* EXERCISE DESCRIPTION
Where the records below have a line with "hair", that line is to be copied.

*** Opening RECORD EXCERPTS ***

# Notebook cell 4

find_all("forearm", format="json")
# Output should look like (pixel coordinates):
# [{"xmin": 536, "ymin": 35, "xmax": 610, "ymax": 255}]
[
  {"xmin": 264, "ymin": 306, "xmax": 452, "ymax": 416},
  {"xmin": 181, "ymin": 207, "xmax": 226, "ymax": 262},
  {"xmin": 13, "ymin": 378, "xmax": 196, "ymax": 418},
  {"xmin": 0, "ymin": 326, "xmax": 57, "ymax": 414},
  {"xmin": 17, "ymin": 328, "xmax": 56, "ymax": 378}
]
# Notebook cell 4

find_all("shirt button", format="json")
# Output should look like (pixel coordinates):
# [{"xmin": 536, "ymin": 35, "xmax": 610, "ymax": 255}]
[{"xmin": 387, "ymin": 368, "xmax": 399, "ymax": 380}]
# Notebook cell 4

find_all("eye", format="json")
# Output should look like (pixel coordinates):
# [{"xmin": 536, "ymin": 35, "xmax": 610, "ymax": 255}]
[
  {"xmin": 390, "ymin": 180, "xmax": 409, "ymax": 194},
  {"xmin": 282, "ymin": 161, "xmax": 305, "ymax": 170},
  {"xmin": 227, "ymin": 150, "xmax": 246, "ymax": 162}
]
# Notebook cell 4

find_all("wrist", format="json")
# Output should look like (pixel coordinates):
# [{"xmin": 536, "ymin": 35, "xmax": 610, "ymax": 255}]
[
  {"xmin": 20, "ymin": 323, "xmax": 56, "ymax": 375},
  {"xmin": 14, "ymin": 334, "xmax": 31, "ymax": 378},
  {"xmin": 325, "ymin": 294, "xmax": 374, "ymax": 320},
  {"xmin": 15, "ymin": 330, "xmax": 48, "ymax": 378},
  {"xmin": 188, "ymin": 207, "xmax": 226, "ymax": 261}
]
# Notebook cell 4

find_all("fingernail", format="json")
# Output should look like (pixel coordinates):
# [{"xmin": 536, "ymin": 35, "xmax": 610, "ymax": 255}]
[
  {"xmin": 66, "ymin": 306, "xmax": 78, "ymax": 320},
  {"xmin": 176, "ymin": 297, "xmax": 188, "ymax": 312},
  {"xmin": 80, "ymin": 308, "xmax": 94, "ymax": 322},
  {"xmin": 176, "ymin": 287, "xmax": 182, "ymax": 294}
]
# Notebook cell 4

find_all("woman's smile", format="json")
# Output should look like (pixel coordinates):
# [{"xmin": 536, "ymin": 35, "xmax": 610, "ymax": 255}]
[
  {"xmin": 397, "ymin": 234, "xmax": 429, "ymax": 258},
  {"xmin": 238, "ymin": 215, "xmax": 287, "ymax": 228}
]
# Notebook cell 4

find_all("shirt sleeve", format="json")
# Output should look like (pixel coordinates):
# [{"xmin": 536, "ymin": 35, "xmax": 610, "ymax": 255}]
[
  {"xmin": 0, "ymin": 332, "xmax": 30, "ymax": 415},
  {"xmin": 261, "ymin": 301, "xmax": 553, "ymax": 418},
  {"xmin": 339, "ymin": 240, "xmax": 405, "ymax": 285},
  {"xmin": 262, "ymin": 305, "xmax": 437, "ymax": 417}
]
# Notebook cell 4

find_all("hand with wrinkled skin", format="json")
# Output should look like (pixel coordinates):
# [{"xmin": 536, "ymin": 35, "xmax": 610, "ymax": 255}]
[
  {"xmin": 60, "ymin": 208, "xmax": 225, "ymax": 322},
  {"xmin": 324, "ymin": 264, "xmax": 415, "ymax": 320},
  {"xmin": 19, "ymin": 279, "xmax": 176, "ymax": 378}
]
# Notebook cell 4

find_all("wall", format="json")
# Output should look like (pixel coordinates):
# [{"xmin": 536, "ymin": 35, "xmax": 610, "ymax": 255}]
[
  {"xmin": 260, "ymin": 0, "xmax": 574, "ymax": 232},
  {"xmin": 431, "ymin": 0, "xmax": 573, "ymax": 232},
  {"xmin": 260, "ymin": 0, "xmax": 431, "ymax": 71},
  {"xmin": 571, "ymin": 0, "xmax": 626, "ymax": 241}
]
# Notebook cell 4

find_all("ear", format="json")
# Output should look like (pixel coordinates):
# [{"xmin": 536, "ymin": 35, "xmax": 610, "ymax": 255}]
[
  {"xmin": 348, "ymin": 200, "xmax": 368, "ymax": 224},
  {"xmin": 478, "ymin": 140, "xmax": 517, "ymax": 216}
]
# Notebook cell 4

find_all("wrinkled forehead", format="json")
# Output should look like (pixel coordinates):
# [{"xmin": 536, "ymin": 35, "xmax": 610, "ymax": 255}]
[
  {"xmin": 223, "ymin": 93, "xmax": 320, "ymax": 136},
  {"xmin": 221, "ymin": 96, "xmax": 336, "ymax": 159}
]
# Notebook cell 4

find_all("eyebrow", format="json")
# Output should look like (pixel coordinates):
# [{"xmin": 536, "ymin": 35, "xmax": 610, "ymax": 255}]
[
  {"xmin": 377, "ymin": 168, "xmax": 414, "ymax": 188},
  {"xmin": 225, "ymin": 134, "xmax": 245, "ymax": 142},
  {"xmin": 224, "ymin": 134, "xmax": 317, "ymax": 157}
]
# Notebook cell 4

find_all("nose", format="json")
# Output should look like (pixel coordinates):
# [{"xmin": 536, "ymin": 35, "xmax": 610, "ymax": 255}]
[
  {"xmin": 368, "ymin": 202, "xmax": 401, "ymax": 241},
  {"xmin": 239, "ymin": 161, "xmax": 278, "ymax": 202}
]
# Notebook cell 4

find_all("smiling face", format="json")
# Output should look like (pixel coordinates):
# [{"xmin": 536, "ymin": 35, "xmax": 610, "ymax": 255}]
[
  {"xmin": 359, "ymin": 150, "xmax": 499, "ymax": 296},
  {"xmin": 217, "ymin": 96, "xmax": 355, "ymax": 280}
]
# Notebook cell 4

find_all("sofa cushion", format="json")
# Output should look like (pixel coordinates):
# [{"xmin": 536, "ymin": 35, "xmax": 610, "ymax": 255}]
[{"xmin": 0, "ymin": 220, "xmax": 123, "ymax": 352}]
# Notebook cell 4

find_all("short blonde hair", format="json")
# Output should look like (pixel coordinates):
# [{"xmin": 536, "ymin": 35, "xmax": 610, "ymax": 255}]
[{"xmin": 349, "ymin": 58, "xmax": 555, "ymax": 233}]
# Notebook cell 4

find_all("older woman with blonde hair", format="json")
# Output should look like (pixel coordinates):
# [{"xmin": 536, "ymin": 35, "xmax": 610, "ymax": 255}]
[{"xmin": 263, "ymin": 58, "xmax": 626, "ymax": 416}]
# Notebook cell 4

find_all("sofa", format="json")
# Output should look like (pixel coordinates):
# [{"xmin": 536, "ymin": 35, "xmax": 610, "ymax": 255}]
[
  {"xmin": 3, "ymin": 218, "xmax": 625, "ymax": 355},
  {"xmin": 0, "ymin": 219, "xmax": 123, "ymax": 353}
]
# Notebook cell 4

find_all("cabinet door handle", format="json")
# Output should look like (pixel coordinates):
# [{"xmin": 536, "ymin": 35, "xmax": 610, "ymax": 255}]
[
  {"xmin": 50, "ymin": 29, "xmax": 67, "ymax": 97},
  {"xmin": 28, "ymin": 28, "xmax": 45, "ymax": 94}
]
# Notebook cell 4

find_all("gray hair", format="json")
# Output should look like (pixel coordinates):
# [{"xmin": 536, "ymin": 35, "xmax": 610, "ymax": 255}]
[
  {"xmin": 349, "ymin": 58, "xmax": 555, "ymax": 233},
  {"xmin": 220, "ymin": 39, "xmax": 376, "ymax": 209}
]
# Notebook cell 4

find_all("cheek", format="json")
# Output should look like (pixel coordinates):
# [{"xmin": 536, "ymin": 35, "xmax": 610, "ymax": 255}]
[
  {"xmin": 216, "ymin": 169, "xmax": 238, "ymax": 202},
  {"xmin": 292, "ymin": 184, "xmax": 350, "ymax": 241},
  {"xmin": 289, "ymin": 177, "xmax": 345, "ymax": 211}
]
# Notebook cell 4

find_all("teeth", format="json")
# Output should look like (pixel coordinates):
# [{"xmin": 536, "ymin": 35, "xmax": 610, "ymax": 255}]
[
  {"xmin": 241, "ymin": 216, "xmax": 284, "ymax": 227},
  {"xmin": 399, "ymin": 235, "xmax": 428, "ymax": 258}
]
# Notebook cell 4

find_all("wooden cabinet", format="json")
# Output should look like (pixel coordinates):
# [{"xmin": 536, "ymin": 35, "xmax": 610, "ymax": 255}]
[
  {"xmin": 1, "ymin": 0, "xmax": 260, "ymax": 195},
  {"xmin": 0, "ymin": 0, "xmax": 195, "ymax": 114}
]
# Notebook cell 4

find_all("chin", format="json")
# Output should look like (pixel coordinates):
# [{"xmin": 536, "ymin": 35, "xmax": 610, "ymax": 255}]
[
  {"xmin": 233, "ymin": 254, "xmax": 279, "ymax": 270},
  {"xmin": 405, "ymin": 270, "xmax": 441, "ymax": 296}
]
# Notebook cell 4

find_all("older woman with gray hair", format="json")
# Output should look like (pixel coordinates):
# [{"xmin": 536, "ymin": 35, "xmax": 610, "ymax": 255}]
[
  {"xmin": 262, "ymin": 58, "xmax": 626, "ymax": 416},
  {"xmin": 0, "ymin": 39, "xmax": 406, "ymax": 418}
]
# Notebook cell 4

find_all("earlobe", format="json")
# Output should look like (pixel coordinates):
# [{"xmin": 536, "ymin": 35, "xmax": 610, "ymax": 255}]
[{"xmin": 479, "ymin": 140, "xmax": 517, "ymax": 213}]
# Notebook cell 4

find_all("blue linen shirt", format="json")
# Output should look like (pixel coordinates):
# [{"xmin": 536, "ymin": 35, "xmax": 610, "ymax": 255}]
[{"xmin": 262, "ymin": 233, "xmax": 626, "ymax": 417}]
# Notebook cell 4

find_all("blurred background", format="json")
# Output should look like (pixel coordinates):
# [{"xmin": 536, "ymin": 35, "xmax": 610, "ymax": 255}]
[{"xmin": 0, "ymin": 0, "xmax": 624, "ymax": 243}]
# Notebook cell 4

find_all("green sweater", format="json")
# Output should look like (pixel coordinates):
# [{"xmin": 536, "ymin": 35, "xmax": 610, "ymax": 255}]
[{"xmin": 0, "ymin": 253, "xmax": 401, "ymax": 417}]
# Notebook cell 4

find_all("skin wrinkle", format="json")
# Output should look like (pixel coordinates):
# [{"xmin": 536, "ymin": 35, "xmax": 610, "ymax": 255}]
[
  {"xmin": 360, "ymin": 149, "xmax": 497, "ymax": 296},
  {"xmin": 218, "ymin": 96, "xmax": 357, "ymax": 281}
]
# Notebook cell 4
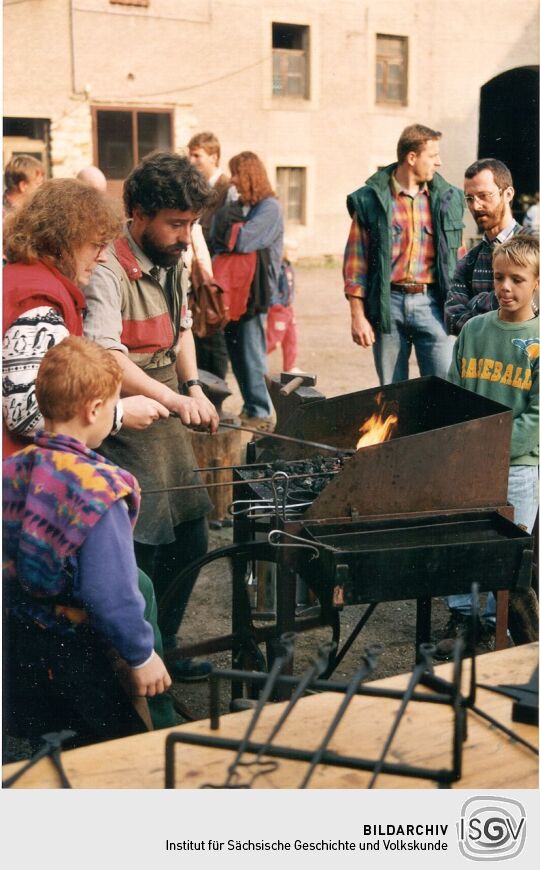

*** Closing RECORD EXCERPTS ***

* RESPONSE AREA
find_all("short blonde hair", format="json")
find_all("older woman with blonde hair", format="json")
find_all("gray hair", format="json")
find_all("older woman with gray hair", format="json")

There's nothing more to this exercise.